● Records for this exercise:

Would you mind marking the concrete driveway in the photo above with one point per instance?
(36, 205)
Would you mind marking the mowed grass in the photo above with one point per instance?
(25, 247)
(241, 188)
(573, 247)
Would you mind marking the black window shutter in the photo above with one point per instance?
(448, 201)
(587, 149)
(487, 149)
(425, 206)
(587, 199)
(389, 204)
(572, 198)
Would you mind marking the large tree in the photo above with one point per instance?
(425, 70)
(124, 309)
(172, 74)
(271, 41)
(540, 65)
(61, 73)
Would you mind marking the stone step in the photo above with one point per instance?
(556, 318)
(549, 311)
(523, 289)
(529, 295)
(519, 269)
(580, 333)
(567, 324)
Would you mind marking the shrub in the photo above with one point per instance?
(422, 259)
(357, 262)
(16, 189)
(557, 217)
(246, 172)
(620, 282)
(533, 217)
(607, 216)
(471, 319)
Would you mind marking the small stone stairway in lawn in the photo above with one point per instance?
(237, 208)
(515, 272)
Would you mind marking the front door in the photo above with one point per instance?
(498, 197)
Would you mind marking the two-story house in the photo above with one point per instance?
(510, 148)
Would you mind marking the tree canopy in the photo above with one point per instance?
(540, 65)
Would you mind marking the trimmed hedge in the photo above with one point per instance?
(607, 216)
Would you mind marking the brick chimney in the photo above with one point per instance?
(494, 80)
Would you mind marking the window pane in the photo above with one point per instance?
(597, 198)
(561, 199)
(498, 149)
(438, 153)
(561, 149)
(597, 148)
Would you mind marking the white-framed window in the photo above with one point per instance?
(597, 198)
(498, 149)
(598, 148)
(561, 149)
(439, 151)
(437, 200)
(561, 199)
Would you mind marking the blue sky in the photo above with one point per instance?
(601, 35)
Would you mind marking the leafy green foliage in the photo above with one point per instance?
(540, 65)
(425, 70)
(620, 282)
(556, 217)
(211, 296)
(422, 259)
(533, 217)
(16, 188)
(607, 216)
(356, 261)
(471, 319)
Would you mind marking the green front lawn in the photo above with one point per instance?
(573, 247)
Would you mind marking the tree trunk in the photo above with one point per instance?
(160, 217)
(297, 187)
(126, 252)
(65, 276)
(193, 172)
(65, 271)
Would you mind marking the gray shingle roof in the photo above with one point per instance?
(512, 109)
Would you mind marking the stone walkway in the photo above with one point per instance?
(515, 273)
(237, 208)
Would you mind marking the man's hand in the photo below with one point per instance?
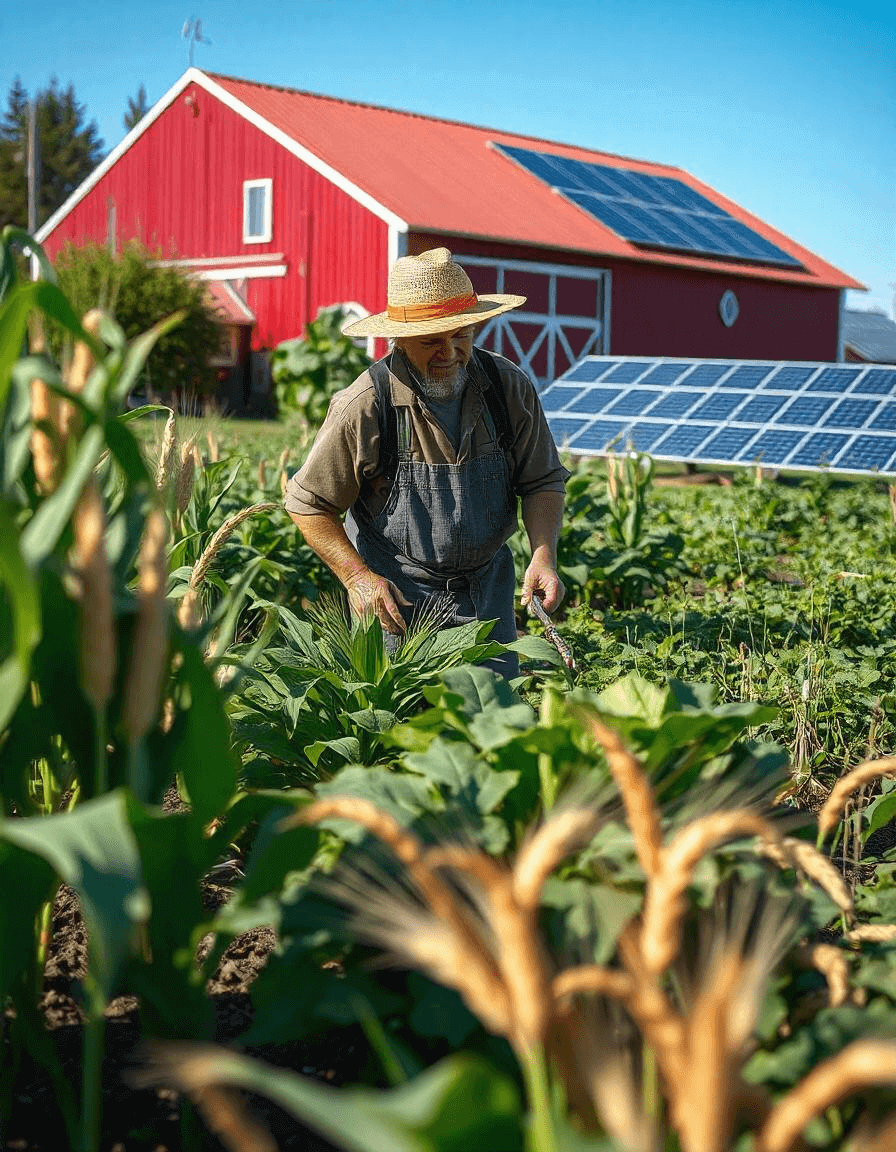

● Activity: Everything in the listing must be copied exactly except the pictures.

● Result for this task:
Would you mind marking the concrete driveway in the photo above with one point per instance?
(36, 205)
Would you mind marking the mowed grass in the photo above with one point per instance?
(25, 247)
(241, 188)
(573, 247)
Would you mind marking the black window shutter in the photo above with one point per instance?
(448, 201)
(587, 149)
(487, 149)
(425, 206)
(587, 199)
(389, 204)
(572, 198)
Would you mind marking the large tree in the photo above with one point per instance?
(425, 70)
(124, 309)
(172, 74)
(271, 41)
(540, 65)
(61, 73)
Would you mind marking the stone step in the photo above with one point per instance?
(556, 318)
(549, 311)
(523, 289)
(529, 295)
(519, 269)
(580, 333)
(567, 324)
Would you mind marking the shrub in the photo above with one point per instance?
(422, 259)
(357, 262)
(16, 189)
(557, 217)
(246, 172)
(620, 282)
(533, 217)
(607, 216)
(471, 319)
Would you mind marking the small stone stairway in lawn in the photo above with one point per instance?
(237, 208)
(515, 272)
Would you mind marking the front door in the photo above with one point per instance?
(498, 197)
Would you mind marking the two-story house in the photo above with one point per instance?
(510, 148)
Would you mind marking the tree canopy in the photo above with one point per instance?
(540, 65)
Would you mind marking the trimmed hedge in the photo above with one point per instance?
(607, 216)
Would you mind marking the brick chimney in the photo above with one point per instance?
(494, 80)
Would you mind marking the window pane in the photo above with one point per instance?
(597, 198)
(561, 199)
(498, 149)
(438, 153)
(561, 149)
(597, 148)
Would you mind marking the white-framed window in the photo above with one point per instance?
(597, 198)
(498, 149)
(598, 148)
(561, 149)
(439, 151)
(437, 200)
(561, 199)
Would you mind marking the blue sky in the photo above with one point per instance?
(601, 35)
Would you mind marking the leafy green foliage in the photo above with one point per instance?
(540, 65)
(425, 70)
(620, 282)
(556, 217)
(211, 296)
(422, 259)
(533, 217)
(16, 188)
(607, 216)
(356, 261)
(471, 319)
Would you mind marking the green front lawn in the photo above with one point per instance?
(573, 247)
Would you mind marking the tree trunk in the photo above with one point per instance?
(160, 217)
(297, 187)
(126, 252)
(65, 276)
(193, 172)
(65, 271)
Would you mind marking the gray shingle roof in the photo above with one point per instance?
(512, 109)
Would you mind marking the stone walkway in the photo above with one point per instance?
(515, 273)
(237, 208)
Would you mind marking the man's hand in the photo below with one point per instance?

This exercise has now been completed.